TEXT SECTION ::
>> begin
On Sunday the Boston Globe featured an article called “Urban Farming Takes Root” which tells the story of city dwellers who start farming to both improve blighted landscapes and provide food.

Growing vegetables continues to score high in surveys conducted with American gardeners everywhere, and now, even on the front lawn.

A week ago while on a garden tour in Portsmouth,NH I saw an example of a city dweller who made her own property into an urban farm which she calls Sidewalk Farms.  Vegetables now grow in rows in what was once the front lawn.

The vegetables on the front lawn area include  kale, potatoes, eggplant, peppers, beets, and herbs like garlic and basil.

It is a typical city plot of about one fifth of an acre that now produces enough vegetables and eggs to feed this family of four year-round.

In the back yard stand large colorful plastic containers, many of them also filled with vegetables like tomatoes.
>> end
MATERIAL ::
>> begin
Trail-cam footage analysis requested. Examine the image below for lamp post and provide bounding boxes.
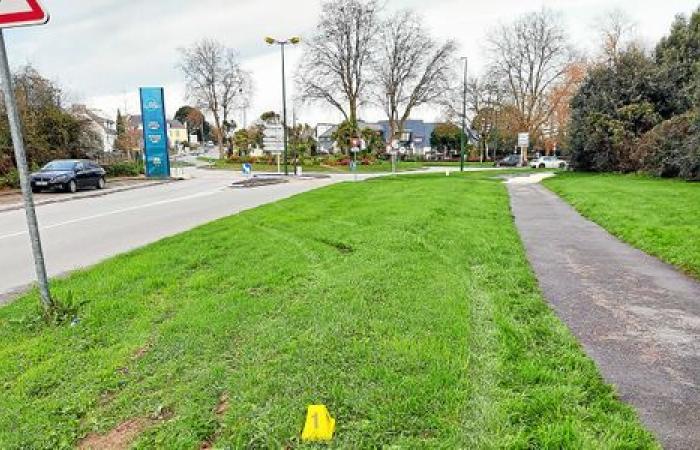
>> end
GIVEN TASK A :: According to the urban farming text, what name does the Portsmouth homeowner give her property?
GIVEN TASK B :: Please extend the urban farming text past its final sentence.

RESULT A :: Sidewalk Farms

RESULT B ::
House with no front lawn
Vegetables now grow in what was once the front lawn.

You do see some lawn in the back, and even an above-ground pool for the family.

Back there as well chickens in their pens let you know their presence.

A poly greenhouse in the back yard gives the owners a head start on their vegetables from seed.

It seems like every inch of the property is productive.

That a small house in an ordinary neighborhood now grows vegetables on the front lawn would have been unthinkable even ten years ago.  The lawn, inherited from the English romantic garden tradition, has been an integral part of our landscape tradition for over two hundred years.